Fig. 4.

Scaling of decoupling techniques for improved spectral resolution. a Ramsey oscillations of a different NV with a −1.8 kHz-coupled ¹³C spin (target B ₁) during constant sensor-spin repumping. The decay constant of the oscillation is 23.8 ± 2.9 ms. b Fourier transform of (a). Analogous to Fig. 3c and d, the dark gray points are the transform of the unprocessed measurement data, the light gray line is the transform of the zero-filled signal. The green line is the simultaneous fit of the real and imaginary part of the transformation. The linewidth was determined to be 13.3 ± 1.6 Hz. c Simplified measurement scheme of the target decoherence, whereas the sensor is in its neutral charge state. Before applying the first π/2 pulse on the target spin, the NV center is pumped to the NV⁰ state by applying a 1 ms orange laser pulse with a power of 100 μW. The charge state is afterwards recovered by applying a short green laser pulse. d Simulated sensor limits on coherence times (lines) of a target nuclear spin coupled to an NV center, when using one of the aforementioned decoupling methods. The gray curve is for the plain NV⁻, the red for the NV⁰ case (see c). The orange line shows the coherence time limit, when using the optimal optical repolarization rate for every coupling (see “Methods”). All measured coherence times of this work are displayed as color-coded circles. The shown errors correspond to the standard error of the exponential fit to the decay of the spin state. The gray diamond marks the hypothetical coupling strength at which the plain NV⁻ exerts a dissipative-decoupling effect, which doubles the target spins coherence time limit. In e, the possible location of nuclear spins with said coupling strength of different spin species are shown (see diamond in d)

● Entries
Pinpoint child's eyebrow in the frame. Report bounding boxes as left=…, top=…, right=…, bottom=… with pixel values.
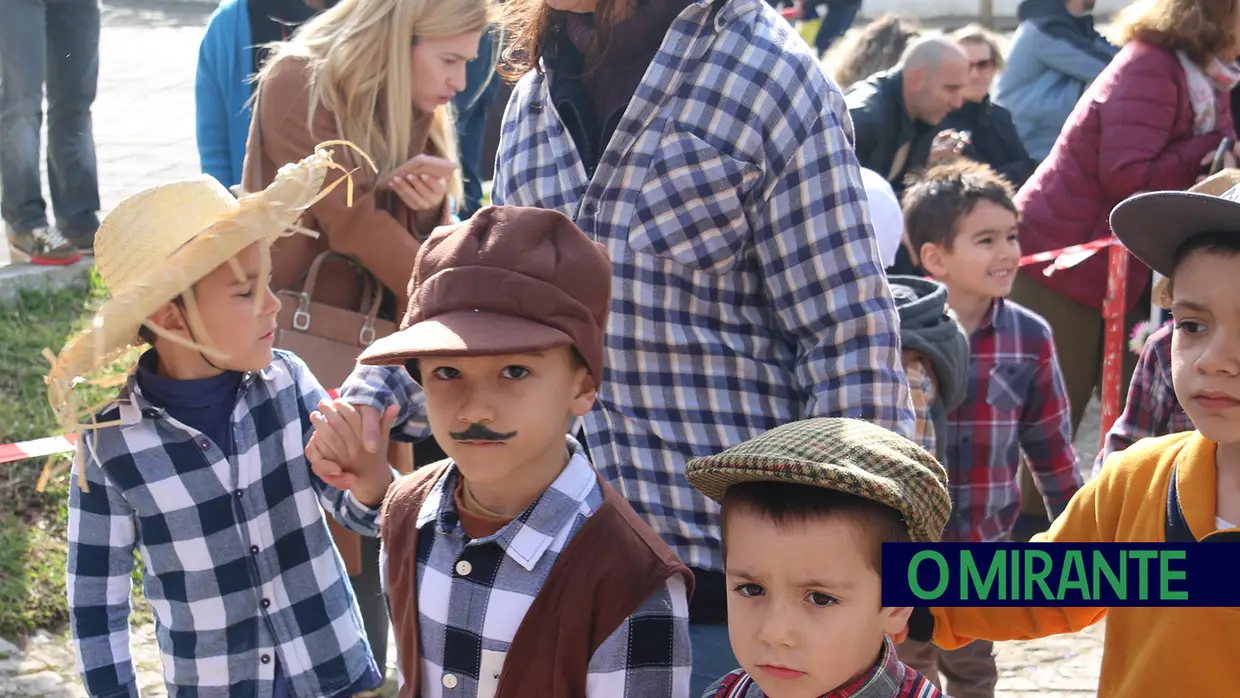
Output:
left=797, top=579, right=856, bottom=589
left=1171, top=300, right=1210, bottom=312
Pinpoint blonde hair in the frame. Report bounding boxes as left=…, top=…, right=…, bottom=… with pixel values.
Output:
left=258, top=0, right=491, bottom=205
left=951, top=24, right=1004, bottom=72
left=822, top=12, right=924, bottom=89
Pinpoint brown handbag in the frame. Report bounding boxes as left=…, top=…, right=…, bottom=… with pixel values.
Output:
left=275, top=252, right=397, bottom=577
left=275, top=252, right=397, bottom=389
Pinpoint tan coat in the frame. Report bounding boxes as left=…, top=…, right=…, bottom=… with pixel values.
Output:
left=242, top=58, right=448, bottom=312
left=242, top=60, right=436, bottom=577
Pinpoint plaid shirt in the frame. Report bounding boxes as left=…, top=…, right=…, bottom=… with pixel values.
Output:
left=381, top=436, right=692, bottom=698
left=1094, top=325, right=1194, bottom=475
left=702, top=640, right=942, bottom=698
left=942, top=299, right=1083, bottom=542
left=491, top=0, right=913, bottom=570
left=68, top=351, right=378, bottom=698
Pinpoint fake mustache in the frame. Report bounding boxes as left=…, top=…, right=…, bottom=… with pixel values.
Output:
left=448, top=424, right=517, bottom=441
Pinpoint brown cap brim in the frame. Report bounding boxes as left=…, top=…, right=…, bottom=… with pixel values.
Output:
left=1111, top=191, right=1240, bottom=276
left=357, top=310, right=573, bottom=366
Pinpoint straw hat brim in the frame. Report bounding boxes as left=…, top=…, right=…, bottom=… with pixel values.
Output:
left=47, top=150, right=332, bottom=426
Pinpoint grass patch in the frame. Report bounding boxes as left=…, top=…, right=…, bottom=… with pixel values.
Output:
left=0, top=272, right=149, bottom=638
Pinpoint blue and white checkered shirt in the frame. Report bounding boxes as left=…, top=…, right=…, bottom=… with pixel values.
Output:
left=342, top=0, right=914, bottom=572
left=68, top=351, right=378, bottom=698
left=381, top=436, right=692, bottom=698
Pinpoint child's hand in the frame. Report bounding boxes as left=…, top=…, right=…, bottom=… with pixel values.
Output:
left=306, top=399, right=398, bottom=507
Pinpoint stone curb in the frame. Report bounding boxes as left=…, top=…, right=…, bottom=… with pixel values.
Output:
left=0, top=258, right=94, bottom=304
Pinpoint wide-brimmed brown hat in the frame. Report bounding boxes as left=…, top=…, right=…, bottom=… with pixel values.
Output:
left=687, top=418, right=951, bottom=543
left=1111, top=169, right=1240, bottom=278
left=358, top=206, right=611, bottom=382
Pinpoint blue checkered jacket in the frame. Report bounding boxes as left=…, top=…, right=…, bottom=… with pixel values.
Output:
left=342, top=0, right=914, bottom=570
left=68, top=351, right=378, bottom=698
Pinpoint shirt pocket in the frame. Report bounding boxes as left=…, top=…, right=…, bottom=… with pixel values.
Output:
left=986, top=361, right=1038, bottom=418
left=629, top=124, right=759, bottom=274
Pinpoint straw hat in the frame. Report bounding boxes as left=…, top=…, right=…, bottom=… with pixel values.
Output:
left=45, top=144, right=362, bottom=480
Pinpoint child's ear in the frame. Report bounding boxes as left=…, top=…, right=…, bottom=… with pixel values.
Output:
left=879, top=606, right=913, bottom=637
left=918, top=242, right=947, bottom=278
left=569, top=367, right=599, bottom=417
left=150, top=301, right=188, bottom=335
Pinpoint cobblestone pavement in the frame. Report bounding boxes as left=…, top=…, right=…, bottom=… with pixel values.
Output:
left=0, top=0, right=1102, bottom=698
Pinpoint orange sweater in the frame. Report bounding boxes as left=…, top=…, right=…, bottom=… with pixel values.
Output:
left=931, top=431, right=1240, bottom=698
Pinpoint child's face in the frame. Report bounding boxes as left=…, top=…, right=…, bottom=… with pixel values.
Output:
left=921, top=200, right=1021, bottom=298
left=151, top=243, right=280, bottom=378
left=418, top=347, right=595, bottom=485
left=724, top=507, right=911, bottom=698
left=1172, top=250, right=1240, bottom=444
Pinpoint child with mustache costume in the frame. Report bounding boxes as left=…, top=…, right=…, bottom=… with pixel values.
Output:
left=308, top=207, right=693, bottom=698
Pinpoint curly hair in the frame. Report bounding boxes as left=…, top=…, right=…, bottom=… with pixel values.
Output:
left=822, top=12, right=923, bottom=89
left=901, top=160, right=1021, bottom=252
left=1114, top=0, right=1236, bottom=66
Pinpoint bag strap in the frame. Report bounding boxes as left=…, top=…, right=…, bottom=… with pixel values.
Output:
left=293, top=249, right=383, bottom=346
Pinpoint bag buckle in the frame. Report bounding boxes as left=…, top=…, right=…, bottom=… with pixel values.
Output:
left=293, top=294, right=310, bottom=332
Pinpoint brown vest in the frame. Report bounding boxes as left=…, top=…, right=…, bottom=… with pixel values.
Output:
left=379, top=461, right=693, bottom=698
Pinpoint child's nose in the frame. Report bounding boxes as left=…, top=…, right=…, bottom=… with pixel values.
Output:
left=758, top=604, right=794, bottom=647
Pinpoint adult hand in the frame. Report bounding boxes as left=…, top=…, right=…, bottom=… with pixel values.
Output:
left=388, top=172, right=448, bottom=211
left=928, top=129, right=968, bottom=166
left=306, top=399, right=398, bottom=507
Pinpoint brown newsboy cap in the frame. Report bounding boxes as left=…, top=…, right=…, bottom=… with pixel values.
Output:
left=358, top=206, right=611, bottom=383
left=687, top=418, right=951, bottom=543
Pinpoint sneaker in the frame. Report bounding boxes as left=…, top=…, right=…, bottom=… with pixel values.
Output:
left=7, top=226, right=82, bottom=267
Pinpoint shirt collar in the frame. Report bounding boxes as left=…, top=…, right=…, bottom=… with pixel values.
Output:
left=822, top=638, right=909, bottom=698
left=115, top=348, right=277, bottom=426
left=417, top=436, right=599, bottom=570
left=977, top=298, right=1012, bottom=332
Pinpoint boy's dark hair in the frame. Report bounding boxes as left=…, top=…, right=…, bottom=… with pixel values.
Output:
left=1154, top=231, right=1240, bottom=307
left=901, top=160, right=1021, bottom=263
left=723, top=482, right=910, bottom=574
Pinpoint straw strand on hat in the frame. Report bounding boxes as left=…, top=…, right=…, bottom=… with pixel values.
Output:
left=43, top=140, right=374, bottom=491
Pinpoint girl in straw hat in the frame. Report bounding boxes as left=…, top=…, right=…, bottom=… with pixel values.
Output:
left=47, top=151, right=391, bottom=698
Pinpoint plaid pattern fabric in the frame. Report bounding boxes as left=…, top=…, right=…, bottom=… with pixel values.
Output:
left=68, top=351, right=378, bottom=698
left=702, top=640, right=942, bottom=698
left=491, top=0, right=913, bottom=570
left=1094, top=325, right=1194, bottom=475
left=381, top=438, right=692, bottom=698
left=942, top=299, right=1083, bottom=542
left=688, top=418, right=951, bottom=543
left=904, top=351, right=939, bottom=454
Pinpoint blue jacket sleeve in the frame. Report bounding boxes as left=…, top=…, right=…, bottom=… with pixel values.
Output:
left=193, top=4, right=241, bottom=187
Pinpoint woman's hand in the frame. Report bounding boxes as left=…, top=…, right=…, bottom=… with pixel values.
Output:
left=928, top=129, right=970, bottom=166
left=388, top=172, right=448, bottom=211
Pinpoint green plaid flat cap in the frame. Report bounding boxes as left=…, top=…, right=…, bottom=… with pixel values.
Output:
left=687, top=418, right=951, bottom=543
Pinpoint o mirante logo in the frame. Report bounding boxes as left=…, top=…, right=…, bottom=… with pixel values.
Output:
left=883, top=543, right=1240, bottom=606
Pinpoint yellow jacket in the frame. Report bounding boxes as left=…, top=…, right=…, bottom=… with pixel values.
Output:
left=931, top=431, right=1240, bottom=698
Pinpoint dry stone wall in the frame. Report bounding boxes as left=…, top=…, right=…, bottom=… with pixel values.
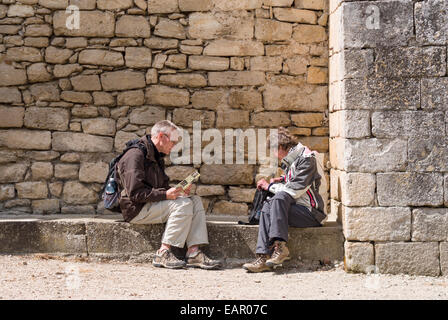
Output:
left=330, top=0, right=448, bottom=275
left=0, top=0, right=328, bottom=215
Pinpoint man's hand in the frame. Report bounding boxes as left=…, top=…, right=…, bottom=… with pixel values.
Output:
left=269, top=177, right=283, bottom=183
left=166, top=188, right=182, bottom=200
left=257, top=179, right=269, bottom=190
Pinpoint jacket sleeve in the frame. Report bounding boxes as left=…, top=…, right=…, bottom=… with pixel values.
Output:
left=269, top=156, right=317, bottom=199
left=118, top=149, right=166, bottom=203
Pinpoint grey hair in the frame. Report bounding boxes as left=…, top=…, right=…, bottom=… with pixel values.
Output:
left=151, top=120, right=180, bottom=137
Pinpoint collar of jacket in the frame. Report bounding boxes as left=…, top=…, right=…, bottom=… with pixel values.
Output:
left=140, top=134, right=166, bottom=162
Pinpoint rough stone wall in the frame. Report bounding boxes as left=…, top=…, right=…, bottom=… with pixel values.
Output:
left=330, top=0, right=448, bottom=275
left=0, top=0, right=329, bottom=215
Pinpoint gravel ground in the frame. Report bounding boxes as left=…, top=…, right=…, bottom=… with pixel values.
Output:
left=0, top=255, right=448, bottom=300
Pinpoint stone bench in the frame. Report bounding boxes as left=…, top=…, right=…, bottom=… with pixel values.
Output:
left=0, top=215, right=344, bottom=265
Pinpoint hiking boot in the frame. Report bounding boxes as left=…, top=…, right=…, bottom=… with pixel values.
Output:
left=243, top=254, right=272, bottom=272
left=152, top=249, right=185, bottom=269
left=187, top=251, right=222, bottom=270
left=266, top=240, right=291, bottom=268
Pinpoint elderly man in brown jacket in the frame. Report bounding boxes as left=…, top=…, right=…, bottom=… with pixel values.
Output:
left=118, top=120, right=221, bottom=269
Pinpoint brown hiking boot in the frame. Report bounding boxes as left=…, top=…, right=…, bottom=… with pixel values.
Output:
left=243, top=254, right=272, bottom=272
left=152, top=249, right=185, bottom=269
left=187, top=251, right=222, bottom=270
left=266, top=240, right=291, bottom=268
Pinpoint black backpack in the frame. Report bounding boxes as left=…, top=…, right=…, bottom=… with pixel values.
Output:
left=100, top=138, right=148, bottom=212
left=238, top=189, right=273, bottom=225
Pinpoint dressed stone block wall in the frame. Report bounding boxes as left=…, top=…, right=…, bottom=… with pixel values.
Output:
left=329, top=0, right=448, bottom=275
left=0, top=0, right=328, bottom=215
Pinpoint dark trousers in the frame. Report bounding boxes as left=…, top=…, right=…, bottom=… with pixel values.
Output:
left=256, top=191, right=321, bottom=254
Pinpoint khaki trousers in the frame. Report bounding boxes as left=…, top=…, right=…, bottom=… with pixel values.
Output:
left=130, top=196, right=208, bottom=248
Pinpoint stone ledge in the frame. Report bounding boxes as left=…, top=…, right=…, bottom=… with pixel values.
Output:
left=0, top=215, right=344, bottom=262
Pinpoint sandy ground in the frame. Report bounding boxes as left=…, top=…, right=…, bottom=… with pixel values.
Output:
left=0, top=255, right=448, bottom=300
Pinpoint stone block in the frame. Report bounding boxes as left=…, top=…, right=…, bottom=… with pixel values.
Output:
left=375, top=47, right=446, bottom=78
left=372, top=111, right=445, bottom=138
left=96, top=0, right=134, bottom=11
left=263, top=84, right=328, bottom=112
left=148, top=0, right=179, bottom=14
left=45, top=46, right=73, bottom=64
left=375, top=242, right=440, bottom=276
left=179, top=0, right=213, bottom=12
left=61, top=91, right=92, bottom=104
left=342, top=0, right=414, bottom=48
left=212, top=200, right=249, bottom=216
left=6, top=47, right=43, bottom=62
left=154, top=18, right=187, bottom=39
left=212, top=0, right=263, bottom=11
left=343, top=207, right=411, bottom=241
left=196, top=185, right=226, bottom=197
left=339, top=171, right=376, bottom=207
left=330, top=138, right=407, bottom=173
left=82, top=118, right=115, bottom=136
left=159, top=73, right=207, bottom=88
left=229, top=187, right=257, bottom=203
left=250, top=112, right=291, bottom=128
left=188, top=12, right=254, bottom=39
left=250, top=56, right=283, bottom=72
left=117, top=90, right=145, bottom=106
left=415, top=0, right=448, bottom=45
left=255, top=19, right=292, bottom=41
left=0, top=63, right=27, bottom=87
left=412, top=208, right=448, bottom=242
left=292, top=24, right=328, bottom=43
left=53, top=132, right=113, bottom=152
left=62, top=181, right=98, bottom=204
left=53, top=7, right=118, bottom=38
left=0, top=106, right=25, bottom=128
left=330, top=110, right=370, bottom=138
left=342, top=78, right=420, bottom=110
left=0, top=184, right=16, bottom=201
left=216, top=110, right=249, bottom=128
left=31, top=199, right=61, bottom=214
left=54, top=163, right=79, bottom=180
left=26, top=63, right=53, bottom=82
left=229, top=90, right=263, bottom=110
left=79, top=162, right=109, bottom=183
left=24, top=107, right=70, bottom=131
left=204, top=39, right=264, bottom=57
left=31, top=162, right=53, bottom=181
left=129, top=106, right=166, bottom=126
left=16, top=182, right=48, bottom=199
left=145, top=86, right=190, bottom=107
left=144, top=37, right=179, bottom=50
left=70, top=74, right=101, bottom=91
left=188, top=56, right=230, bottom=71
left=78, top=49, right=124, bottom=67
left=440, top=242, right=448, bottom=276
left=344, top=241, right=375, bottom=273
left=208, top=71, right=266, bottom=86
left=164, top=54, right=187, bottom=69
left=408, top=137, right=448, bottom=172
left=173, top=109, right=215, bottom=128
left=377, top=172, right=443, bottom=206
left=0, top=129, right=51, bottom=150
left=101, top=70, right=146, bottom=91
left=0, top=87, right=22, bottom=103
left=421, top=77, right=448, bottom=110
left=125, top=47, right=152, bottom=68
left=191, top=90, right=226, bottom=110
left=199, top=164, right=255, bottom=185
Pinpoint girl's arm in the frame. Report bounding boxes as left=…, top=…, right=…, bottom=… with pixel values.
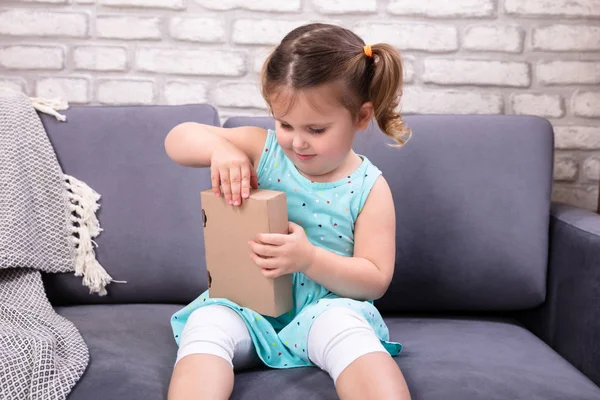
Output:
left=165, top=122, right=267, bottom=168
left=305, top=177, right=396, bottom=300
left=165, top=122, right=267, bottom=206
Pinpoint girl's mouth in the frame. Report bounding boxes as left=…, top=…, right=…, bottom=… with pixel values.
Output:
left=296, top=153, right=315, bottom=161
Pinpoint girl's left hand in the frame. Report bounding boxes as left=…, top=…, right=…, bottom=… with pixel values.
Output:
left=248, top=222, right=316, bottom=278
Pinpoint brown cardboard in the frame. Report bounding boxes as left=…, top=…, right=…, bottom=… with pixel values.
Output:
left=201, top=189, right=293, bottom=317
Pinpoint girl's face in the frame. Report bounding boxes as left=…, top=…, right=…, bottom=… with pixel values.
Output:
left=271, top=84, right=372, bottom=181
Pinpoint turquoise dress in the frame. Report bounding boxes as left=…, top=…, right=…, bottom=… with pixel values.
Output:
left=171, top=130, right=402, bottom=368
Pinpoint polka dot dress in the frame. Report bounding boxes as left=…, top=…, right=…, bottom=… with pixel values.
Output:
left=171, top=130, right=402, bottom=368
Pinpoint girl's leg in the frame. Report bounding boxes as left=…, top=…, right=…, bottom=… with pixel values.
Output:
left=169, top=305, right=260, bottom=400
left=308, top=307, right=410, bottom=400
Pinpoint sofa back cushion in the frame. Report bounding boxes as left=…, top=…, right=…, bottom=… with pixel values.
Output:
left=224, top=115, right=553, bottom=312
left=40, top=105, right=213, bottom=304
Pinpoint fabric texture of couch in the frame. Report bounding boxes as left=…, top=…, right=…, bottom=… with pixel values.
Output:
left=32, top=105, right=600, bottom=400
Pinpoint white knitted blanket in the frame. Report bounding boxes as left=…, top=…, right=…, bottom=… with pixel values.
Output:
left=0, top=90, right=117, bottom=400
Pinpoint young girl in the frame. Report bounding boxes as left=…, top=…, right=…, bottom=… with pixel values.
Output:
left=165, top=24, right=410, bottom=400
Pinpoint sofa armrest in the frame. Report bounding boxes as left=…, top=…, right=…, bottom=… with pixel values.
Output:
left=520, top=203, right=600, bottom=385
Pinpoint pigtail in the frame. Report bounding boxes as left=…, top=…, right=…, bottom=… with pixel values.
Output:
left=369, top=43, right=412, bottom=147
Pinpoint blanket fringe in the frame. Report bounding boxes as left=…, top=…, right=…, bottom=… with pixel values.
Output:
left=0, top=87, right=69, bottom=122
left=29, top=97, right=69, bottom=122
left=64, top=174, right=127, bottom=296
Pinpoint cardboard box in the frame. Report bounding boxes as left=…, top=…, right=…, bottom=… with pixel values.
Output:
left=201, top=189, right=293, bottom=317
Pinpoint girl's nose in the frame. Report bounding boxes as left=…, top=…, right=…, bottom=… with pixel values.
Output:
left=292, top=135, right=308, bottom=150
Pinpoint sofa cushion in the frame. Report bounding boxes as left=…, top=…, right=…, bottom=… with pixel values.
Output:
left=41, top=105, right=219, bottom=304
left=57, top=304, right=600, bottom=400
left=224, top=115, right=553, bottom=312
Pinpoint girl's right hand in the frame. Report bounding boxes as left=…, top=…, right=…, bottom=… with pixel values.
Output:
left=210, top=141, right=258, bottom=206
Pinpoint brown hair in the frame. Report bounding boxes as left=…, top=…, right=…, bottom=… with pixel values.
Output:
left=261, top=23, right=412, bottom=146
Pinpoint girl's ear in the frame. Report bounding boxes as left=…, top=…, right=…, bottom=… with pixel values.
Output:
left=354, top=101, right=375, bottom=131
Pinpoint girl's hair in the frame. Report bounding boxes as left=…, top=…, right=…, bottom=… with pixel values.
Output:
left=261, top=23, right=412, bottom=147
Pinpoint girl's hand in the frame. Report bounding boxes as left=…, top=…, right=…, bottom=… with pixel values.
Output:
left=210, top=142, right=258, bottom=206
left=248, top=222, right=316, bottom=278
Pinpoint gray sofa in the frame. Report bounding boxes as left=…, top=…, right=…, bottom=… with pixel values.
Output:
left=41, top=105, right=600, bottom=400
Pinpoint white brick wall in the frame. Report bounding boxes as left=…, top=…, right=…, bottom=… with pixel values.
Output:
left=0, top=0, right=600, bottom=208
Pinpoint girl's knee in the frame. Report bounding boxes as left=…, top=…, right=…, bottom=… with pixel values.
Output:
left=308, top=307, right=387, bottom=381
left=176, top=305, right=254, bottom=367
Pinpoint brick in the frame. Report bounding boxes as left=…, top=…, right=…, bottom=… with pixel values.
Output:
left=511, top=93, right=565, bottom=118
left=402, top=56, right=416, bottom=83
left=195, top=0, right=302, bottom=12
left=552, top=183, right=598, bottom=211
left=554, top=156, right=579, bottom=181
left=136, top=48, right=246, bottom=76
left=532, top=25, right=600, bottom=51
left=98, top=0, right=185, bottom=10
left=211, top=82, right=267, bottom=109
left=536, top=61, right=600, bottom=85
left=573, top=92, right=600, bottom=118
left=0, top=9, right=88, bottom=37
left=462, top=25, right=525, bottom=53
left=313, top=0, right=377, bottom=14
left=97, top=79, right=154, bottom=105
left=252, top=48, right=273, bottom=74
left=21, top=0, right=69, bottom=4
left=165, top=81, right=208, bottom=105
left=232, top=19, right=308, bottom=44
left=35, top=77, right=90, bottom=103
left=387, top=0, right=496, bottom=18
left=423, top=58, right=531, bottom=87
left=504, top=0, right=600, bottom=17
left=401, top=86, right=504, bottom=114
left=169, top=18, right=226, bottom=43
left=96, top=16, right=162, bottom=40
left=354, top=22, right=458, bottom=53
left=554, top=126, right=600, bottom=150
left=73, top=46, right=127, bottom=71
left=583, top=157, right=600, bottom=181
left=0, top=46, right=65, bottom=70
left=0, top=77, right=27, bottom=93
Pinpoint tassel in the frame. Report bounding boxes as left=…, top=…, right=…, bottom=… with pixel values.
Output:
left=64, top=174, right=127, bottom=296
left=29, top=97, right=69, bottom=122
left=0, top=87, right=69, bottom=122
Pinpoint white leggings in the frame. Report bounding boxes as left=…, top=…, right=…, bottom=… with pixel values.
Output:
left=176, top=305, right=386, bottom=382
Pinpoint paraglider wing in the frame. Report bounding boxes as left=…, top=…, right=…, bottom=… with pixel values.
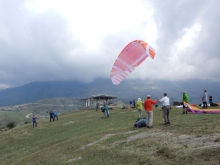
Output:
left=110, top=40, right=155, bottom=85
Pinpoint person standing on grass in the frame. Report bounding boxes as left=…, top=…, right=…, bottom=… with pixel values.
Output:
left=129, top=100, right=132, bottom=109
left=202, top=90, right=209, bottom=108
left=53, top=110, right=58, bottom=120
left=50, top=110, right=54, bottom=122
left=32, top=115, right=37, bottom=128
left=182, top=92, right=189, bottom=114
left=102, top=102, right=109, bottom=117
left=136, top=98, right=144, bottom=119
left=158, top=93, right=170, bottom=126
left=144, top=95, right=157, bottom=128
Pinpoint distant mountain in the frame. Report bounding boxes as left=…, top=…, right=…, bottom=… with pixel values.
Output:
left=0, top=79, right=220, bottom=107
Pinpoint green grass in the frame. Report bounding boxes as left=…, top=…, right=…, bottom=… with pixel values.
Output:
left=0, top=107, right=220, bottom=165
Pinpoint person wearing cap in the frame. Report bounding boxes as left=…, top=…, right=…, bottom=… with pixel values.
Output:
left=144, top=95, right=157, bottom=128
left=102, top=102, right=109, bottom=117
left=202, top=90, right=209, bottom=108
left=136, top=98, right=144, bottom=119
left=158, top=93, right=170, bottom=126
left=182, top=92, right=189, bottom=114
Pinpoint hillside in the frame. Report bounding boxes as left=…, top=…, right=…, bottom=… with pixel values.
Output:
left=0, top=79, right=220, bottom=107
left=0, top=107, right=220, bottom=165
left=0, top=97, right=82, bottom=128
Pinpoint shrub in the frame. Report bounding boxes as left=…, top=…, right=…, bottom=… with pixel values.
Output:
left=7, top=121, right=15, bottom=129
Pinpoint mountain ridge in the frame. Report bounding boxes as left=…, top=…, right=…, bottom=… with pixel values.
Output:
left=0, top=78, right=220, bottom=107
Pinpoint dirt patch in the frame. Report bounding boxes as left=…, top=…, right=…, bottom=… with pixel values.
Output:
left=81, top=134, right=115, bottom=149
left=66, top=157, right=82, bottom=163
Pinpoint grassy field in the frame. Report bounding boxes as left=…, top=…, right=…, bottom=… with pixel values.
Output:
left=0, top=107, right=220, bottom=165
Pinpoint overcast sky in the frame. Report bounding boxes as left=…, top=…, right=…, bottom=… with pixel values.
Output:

● Written instruction
In the figure caption, what laser pulse pumps the NV center to the NV⁰ state before the first π/2 pulse on the target spin?

● Problem solution
A 1 ms orange laser pulse with a power of 100 μW.